== EXTRACTED TEXT ==

Virtualization Changed Everything
While we may all be familiar with virtualization at this point, we are still feeling its significant impact on our data centers. What was once sprawling racks of servers has been consolidated into ever-smaller hardware packages. With the advent of cloud computing, your hardware footprint could in fact be zero! However, despite the technology making our lives so much easier, it’s important to consider that our responsibility for these workloads remains the same.
But Don’t Overlook Backups
In my experience talking with customers who are creating a new virtual environment, one of the frequently overlooked components of the environment is backup. Unfortunately, there is nothing glamorous about backup, and it is often relegated as an afterthought compared to the novelty of a new environment. However, even the best storage arrays can’t guarantee against accidental (or willful) deletions, and there is always a chance of corruption affecting your VMs. Any administrator will tell you, backups are not glamorous, but not having them is a career ender.
“There is always a chance of corruption affecting your VMs.”
It is important to remember, however, that backups of virtual machines can be very different from traditional backups. Instead of backing up a physical machine, you are essentially backing up a combination of files that represents a machine. This abstraction opens up many new possibilities, and complications, for backing up those workloads. Some of the largest things to consider are:
5 Key VM Backup Considerations
1. Agent vs. Agent-Less
Traditional backups almost always require an agent. The backup software needs some way for the backup server to communicate with the backup client, and the easiest way to do that has always been to install some form of an agent on the client. However, once virtualized, the virtual machine can be backed up quite easily without an agent. The physical machine that it is running on can be used as a proxy to access the virtual machine that is now represented by files. Though this can simplify things on the guest OS, it’s important to remember that backup agents do more than simply provide a means of communication. Backup agents for databases, such as Oracle, Exchange, SQL, etc. also make sure that the backups are consistent, so that in case of a restore, the database can actually be read. Though virtualization vendors have gotten much better at doing this at the virtualization layer, many of the legacy databases will still require an agent to get a good backup.
“It’s important to remember that backup agents do more than simply provide a means of communication.”
2. File Level Backups
As useful as backing up an entire VM may be, in most cases, your request for restores will usually be one or a small handful of files. This may pose a problem if you are doing only VM level backups, as the restore process would require restoring the entire VM, extracting the files that you need, and then transferring them over. Backup software has gotten better at being able to handle file level restores with native hypervisor integration points, but it usually involves being able to automate the process, and the space requirements to restore the VM usually still exists. Even if not, it’s important to read the fine print regarding the backup software’s capabilities. Especially for Linux VMs, file level backups can have many caveats that make the feature impractical. For example, one of my clients attempted to do file level restores of their Linux VMs, only to learn that the procedure required that the client had access to Java and a web browser. Given that their Linux machines did not have the GUI components installed, they ended up having to do a full VM restore.

===
== GIVEN ENTRIES ==

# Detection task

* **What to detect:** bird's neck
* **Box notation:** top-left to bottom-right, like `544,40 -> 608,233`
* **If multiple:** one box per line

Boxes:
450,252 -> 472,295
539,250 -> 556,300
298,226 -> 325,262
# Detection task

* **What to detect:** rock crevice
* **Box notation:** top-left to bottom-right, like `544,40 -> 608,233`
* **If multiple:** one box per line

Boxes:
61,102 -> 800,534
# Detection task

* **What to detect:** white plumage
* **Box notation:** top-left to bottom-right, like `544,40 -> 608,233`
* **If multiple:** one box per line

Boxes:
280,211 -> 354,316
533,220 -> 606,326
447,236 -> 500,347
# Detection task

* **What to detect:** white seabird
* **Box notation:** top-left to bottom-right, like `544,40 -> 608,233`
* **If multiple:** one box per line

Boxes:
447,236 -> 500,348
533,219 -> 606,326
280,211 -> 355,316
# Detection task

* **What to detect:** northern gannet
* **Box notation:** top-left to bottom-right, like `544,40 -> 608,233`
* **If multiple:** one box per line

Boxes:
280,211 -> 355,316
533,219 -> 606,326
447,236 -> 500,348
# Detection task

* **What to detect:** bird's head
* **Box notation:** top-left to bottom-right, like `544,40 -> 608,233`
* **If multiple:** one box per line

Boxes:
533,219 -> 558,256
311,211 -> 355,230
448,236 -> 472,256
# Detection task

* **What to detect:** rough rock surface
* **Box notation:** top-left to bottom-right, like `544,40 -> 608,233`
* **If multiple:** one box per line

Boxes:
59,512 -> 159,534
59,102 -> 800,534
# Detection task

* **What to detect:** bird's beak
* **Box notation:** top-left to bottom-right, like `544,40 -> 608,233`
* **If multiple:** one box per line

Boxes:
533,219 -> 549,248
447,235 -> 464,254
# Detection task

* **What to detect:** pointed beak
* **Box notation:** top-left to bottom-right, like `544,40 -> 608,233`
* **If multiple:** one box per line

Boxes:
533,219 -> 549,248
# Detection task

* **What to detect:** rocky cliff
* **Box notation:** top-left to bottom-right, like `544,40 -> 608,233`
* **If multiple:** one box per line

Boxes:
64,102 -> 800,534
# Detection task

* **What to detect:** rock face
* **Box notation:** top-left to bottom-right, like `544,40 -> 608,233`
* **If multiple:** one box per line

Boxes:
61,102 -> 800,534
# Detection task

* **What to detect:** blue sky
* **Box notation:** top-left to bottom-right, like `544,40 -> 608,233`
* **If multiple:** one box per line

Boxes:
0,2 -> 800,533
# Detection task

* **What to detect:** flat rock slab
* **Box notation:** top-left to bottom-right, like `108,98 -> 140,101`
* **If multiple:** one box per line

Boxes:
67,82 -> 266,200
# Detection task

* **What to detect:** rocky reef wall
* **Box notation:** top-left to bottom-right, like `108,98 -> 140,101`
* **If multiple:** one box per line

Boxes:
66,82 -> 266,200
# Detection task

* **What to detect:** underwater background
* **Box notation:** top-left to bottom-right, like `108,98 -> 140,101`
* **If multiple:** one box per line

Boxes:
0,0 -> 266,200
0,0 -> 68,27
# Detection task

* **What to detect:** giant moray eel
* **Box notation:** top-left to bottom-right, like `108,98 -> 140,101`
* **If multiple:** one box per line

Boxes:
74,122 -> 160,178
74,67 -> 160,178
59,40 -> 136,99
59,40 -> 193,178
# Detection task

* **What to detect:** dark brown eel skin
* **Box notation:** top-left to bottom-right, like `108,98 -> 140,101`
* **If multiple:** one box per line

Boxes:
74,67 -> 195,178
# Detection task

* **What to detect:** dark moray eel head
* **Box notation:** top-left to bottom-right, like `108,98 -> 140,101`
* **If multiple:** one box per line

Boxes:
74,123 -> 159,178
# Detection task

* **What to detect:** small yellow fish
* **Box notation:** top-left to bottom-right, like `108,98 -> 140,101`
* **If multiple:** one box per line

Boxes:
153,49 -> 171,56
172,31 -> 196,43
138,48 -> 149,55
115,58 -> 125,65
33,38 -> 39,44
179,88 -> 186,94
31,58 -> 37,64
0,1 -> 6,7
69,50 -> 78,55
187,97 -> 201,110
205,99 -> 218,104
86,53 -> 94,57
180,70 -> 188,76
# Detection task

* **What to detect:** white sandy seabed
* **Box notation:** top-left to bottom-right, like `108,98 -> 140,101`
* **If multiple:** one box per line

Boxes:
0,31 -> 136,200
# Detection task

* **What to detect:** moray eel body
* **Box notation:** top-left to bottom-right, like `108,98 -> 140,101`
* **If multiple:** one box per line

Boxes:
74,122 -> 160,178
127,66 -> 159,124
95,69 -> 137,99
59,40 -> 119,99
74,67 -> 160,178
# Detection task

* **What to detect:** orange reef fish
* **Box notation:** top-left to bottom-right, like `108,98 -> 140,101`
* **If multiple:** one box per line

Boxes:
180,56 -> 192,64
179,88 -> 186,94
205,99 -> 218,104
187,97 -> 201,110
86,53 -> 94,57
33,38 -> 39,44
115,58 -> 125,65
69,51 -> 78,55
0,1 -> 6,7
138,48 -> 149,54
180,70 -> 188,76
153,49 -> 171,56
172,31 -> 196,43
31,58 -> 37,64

===

GOAL.
Summarize the text on VM backups in two sentences. The rows aren't needed for this task.

ANSWER TO THIS PROBLEM.
Virtualization has consolidated servers into ever-smaller hardware, yet backup is often overlooked in new virtual environments, even though accidental or willful deletions and corruption can still affect VMs. Backing up VMs differs from traditional backups: they can be backed up without an agent, but agents for databases still keep backups consistent, and VM-level backups can make restoring a few files a problem, especially for Linux VMs.